## Documento fuente
Hacer una pausa en el diario transitar y reflexionar, pensar, encontrarse, se ha vuelto una tarea más que necesaria, urgente. Un compromiso para poder asimilar lo que está pasando y qué rol asumimos en esta vorágine que ha puesto al mundo patas para arriba, llevando todo a una realidad nunca antes conocida (salvo en libros apocalípticos).
Esa mirada hacia adentro, hacia uno mismo, para poder vernos en esta nueva certeza que se ha vuelto la cotidianidad.
He aquí donde aparece la pandemia: una crisis que ha detenido el mundo, más allá de idiomas, razas, tradiciones, banderas y en la que cada uno ha vivenciado un cambio total en su vida, sus rutinas y costumbres, especialmente sociales. Un momento en el que nuestra agenda laboral comenzó a invadir los tiempos personales y familiares con tareas y reuniones, haciendo del día y la semana una unidad de medida insuficiente y acotada. Una realidad donde la única certeza es la incerteza y el ahora.
Esto ha implicado un caudal de emociones que nos asaltaron, evidenciando nuestra emocionalidad. Ya no podemos programar y vivir en la ansiedad del mañana ni quedarnos en la melancolía del ayer, pues todo pasa demasiado rápido y el ensamblaje de emociones nos recuerda que seguimos vivos y no hay minuto que perder. Incluso pues el ahora, los “ahoras” son lo único que tenemos y no podemos dejar que se nos escurran entre los dedos.
Entonces, nos abalanzamos a las redes, buscando recobrar el calor humano, la magia de la risa espontánea, el placer de las conversaciones casuales y la emoción de ese café compartido que ahora se traduce en un emoticón. Distancia social pero claramente no emocional. Más que nunca necesitamos esas redes, esa humanidad, que dan sentido a nuestro día a día, a aquello que por esencial es invisible a los ojos.
Estamos en un momento en que para nuestro bienestar requerimos volver a darle sentido a lo que somos y hacemos. Volver al origen, al núcleo, a uno mismo y a los tuyos. A algo como un turismo o viaje interior. Pero la complejidad de enfrentar ese tsunami emocional y saber gestionarlo es un gran desafío. Claramente, hemos sentido en lo más hondo: miedo, tristeza, pena, angustia, frustración, añoranza, desesperación.

## Tareas y ejercicios
A) Responde estas preguntas con lo que afirma el texto sobre la pandemia:
(i) ¿Cuál es la única certeza de la nueva realidad?
(ii) ¿En qué se traduce ahora la emoción del café compartido?
(iii) ¿Qué emociones se han sentido en lo más hondo?
B) Cita sin cambios el fragmento del texto sobre la pandemia que empieza con "Entonces, nos abalanzamos" y sigue hasta "a los ojos.".

## Datos de estudio
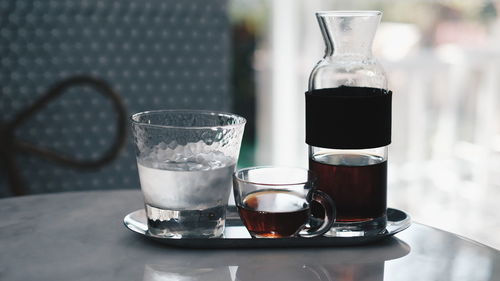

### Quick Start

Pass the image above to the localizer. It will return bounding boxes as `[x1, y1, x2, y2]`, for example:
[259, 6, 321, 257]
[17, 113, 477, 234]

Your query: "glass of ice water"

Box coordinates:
[131, 110, 246, 238]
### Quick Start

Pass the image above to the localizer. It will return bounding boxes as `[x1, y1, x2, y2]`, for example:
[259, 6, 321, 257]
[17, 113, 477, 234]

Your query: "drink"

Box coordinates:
[131, 110, 246, 238]
[309, 154, 387, 223]
[137, 154, 235, 237]
[238, 190, 309, 238]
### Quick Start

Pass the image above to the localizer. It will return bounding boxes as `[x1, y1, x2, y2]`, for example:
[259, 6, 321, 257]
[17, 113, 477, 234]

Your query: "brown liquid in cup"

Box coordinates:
[238, 190, 310, 238]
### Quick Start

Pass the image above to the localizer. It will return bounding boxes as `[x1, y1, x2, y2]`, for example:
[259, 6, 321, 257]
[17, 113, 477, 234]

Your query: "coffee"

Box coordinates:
[238, 190, 310, 238]
[309, 154, 387, 223]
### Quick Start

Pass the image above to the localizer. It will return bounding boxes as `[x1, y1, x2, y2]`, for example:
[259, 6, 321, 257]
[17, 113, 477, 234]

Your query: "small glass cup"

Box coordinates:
[233, 167, 335, 238]
[131, 110, 246, 238]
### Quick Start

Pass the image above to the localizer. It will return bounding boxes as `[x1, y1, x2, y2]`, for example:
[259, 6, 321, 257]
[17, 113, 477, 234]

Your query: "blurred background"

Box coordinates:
[0, 0, 500, 249]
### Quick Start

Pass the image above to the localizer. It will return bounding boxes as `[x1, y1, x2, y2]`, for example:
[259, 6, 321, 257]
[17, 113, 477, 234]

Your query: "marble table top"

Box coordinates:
[0, 190, 500, 281]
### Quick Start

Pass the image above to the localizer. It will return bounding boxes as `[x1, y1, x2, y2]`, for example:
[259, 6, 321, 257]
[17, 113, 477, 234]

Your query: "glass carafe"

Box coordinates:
[306, 11, 392, 236]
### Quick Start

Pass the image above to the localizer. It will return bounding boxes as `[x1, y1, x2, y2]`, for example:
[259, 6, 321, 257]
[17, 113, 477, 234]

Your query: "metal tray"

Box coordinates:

## Respuestas
A)
(i) La incerteza y el ahora.
(ii) En un emoticón.
(iii) Miedo, tristeza, pena, angustia, frustración, añoranza y desesperación.

B)
Entonces, nos abalanzamos a las redes, buscando recobrar el calor humano, la magia de la risa espontánea, el placer de las conversaciones casuales y la emoción de ese café compartido que ahora se traduce en un emoticón. Distancia social pero claramente no emocional. Más que nunca necesitamos esas redes, esa humanidad, que dan sentido a nuestro día a día, a aquello que por esencial es invisible a los ojos.